***** 本文

自己資金として、物件価格の10%~30%に諸経費を足した金額を準備すれば良く、いわゆる「レバレッジ効果」です。
金融投資(株式、投資信託、)を目的として貸し出しをする金融機関は、原則としてありません。
現物である不動産投資だからできる資金調達方法といえます。
また、金融機関によっては、フルローンやオーバーローンを利用できる銀行や信用金庫、ノンバンクがあります。
「フルローン」の融資額は、物件価格の100%となり、自己資金として、諸経費のみを準備すれば良いです。
「オーバーローン」の融資額は、物件価格の100%に諸経費を足した金額となり、自己資金として、準備する金額はゼロとなります。
なお、不動産投資ローンの詳しい内容につきましては、下記の記事をご覧ください。
4.アパート経営は女性の強みを活かせる!
女性がアパート経営をする際
・物件購入には、女性目線が有利
・女性は複数のことを同時並行でこなせる
・女性のコミュニケーション能力を活かせる
点が、メリットとなります。

**********
***** 与えられた記録

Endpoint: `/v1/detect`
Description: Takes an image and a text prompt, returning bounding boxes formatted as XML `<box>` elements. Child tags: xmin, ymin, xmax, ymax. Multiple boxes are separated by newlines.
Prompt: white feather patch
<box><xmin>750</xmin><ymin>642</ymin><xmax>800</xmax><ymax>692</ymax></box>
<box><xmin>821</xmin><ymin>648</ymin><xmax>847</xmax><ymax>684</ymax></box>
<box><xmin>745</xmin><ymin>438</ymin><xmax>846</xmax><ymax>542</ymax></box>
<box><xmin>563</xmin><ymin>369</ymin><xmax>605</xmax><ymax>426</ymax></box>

**********

#### 課題
次の(a)〜(c)の各記述が本文の内容と一致するかを「はい」か「いいえ」で答え、判断の根拠となる本文の語句をそのまま引用してください。
(a) フルローンを利用すれば、自己資金として準備するのは諸経費だけで良い。
(b) 金融機関は原則として、株式や投資信託への投資を目的とした貸し出しを行っている。
(c) オーバーローンを利用する場合でも、自己資金として物件価格の10%は準備する必要がある。
記録は本文とは別の資料です。

#### 解答
(a) はい。「自己資金として、諸経費のみを準備すれば良いです」
(b) いいえ。「貸し出しをする金融機関は、原則としてありません」
(c) いいえ。「自己資金として、準備する金額はゼロとなります」